┌─ SOURCE DATA

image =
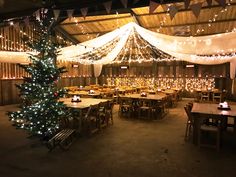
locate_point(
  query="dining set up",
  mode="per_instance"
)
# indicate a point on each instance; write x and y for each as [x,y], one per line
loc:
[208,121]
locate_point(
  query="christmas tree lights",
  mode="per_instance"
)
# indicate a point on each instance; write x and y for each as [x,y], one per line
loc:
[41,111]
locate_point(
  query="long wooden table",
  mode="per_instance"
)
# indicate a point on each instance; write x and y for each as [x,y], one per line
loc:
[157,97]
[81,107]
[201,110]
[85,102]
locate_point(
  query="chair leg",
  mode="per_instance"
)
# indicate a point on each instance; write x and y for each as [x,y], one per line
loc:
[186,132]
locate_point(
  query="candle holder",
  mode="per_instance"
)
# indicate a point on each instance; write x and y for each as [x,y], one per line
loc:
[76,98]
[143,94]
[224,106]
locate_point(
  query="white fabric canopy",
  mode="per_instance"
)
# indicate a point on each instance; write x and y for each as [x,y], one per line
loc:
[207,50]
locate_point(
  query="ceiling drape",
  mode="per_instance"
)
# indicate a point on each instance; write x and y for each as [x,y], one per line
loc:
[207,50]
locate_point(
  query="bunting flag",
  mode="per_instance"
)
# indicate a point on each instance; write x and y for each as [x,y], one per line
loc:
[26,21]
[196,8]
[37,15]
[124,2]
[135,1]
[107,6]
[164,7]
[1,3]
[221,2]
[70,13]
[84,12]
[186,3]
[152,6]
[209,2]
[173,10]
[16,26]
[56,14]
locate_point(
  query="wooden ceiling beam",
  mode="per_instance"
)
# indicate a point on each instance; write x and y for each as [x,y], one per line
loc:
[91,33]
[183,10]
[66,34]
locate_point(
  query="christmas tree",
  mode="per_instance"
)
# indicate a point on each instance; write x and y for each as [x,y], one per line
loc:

└─

§ GIVEN TASK
Find each line in the rows above that contains the string "christmas" and copy it out. Case counts.

§ TASK OUTPUT
  query="christmas tree lights",
  query="christmas tree",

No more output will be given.